→ **Document**

═══

But now, with rising traffic levels, things are beginning to slow down again.

At this point, we're considering the following 3 options:

1) Throw more hardware resources at it Pro: Instant gratification :) Cons: Cost + vicious cycle(?)

2) Try to optimize the database/config, table structures and queries further Pro: Always useful Cons: Time + Effort

and

3) Migrate to PostgreSQL (or something else?) Pros/Cons: Still studying

What do HNers with experience in such matters suggest? We're open to all suggestions. Thanks in advance.




There is no silver bullet.

1) Analyze your indexes on all tables. Start with the high volume insert/read tables.

2) Look at your slow query log. Pick the slowest three queries. Optimize them. Setup a recurring meeting with your team to do this every week.

3) Start looking at what data can be flattened and is less important and could be stuck in a key value datastore.

4) Consider loading a replica slave server. Off load some of high volume read queries to the replica. Also serves as redundancy.

═══

→ **What you should do**
Return, word for word, the portion of the database thread from "2) Look at your" up to and including "serves as redundancy.".

[Stored entries]
═══

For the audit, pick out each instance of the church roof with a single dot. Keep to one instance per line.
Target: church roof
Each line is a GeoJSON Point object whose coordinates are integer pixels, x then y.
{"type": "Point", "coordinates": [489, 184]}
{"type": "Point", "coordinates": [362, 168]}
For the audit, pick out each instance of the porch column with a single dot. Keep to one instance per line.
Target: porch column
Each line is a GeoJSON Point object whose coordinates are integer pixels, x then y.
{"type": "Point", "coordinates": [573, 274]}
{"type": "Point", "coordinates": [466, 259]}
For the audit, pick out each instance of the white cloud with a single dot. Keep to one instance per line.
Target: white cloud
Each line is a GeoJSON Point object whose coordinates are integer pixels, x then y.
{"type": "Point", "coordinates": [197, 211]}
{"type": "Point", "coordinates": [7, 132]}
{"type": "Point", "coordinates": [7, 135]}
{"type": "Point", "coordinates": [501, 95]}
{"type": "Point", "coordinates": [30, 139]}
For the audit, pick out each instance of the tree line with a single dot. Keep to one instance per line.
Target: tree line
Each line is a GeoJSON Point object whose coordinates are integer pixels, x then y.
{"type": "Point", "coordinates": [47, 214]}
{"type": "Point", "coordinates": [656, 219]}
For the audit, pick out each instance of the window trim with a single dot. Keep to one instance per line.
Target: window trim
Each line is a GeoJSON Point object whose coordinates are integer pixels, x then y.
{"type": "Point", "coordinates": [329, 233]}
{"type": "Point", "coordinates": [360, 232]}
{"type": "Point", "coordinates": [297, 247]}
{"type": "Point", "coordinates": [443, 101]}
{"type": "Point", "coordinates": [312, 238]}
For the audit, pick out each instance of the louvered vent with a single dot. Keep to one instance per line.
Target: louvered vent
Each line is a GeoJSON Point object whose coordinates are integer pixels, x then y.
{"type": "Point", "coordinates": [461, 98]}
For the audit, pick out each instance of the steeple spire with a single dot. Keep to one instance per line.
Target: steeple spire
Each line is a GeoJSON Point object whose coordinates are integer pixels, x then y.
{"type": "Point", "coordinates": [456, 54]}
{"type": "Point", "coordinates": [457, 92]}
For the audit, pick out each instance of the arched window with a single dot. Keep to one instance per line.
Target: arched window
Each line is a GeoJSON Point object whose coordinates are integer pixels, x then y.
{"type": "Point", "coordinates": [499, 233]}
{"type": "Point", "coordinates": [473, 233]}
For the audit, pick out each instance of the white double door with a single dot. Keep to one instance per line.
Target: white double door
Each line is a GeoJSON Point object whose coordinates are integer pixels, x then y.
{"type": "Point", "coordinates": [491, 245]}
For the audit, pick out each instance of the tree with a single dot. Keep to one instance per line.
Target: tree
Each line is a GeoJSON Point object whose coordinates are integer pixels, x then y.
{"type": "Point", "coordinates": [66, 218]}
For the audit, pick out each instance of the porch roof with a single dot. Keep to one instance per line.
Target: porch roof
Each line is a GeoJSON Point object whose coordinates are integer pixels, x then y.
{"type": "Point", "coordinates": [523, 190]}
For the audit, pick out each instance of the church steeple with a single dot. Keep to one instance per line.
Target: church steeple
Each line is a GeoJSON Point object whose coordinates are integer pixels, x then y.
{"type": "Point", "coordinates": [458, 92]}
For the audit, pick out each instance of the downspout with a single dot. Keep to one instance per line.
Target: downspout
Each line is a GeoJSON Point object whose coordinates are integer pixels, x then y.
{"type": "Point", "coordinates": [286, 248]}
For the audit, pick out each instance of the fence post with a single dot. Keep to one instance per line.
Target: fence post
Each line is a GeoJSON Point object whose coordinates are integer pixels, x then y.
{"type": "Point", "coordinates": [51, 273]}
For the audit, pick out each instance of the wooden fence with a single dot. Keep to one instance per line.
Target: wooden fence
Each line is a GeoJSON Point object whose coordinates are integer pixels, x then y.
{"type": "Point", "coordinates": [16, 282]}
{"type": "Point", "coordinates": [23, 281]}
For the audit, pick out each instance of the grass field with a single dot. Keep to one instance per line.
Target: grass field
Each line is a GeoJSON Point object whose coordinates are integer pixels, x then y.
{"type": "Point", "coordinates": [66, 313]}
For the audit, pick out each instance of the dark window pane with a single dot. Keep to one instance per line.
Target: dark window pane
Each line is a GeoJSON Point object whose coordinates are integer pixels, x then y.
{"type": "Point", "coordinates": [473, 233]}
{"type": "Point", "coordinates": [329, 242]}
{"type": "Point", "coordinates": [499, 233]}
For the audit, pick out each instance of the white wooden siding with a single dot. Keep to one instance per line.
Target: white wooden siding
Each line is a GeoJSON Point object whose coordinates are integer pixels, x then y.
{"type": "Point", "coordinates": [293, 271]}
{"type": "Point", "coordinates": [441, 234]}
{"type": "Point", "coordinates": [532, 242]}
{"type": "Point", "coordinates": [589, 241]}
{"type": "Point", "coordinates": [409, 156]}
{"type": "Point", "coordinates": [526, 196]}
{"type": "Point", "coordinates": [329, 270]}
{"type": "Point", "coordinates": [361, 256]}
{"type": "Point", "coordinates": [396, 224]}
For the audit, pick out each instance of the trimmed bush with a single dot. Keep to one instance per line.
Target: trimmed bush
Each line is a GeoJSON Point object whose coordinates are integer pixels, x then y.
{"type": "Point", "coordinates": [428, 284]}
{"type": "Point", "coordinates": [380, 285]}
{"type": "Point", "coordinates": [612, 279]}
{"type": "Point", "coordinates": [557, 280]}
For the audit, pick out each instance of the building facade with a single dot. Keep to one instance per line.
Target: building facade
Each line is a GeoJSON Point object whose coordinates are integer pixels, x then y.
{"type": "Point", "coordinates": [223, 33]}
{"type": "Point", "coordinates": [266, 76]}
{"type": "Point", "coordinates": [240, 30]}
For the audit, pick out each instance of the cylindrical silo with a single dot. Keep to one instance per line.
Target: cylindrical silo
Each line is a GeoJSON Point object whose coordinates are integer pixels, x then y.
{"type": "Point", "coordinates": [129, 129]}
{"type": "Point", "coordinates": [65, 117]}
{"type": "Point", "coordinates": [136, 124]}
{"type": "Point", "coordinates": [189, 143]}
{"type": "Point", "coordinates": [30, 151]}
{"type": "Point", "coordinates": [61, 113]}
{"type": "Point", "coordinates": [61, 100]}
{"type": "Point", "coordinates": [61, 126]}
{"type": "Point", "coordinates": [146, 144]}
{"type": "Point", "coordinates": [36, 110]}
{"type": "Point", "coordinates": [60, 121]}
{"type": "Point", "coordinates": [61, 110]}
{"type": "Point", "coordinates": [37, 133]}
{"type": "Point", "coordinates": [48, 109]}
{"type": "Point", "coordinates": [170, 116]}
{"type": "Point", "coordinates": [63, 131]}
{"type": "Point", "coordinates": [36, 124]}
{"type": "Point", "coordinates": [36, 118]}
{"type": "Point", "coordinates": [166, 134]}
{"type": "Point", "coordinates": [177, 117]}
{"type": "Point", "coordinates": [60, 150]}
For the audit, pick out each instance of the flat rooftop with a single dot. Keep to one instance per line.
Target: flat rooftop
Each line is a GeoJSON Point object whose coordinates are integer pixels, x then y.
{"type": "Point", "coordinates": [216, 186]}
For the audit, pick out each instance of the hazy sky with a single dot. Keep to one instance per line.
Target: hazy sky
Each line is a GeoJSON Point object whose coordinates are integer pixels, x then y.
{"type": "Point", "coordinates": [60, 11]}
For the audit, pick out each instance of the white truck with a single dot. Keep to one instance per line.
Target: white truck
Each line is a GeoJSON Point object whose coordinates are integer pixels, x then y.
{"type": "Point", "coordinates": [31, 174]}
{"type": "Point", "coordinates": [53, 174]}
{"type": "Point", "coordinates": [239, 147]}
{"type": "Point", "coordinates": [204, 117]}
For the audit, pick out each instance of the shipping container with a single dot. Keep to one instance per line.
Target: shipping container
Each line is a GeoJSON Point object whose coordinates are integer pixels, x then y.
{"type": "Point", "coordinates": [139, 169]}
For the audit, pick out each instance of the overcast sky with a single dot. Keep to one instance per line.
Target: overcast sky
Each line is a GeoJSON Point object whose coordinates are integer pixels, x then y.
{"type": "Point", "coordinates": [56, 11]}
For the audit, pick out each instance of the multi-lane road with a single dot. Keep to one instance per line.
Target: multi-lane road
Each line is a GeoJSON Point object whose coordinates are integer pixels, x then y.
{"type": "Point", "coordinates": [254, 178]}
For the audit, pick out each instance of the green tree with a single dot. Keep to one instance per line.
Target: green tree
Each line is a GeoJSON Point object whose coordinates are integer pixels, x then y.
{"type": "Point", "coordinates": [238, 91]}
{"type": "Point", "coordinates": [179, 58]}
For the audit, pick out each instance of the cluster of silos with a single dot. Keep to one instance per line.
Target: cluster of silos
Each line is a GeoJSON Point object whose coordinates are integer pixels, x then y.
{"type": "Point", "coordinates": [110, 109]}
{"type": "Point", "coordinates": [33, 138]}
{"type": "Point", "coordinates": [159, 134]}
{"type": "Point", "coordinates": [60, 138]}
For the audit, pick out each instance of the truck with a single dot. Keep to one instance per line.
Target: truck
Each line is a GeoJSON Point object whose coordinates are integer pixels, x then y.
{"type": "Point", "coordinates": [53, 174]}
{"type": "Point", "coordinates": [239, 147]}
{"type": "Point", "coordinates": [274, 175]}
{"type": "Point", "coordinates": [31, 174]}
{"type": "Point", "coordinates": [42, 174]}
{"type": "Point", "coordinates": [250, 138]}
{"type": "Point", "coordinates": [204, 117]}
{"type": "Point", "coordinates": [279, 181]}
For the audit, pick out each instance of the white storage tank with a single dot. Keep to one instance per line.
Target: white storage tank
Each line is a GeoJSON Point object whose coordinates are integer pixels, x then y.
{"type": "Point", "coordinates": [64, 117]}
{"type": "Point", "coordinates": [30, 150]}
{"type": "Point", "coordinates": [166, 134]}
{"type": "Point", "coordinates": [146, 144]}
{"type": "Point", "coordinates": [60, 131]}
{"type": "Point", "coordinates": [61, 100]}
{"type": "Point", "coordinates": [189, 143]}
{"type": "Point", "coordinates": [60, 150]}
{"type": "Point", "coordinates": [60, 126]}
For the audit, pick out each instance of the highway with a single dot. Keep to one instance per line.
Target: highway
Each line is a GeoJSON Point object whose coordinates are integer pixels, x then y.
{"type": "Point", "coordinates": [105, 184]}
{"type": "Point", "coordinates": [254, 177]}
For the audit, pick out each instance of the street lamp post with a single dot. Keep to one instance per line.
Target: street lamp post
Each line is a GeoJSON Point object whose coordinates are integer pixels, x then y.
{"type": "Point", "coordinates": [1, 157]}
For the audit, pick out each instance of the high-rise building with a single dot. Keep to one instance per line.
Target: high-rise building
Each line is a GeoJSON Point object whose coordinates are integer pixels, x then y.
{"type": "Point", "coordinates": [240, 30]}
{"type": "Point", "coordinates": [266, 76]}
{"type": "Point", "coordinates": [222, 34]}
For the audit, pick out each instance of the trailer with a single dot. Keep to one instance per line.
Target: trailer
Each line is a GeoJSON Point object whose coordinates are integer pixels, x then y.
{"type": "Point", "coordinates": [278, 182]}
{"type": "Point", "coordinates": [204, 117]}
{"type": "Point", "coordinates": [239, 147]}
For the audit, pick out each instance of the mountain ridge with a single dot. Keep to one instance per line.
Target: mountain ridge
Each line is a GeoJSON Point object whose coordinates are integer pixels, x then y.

═══

→ **Answer**
2) Look at your slow query log. Pick the slowest three queries. Optimize them. Setup a recurring meeting with your team to do this every week.

3) Start looking at what data can be flattened and is less important and could be stuck in a key value datastore.

4) Consider loading a replica slave server. Off load some of high volume read queries to the replica. Also serves as redundancy.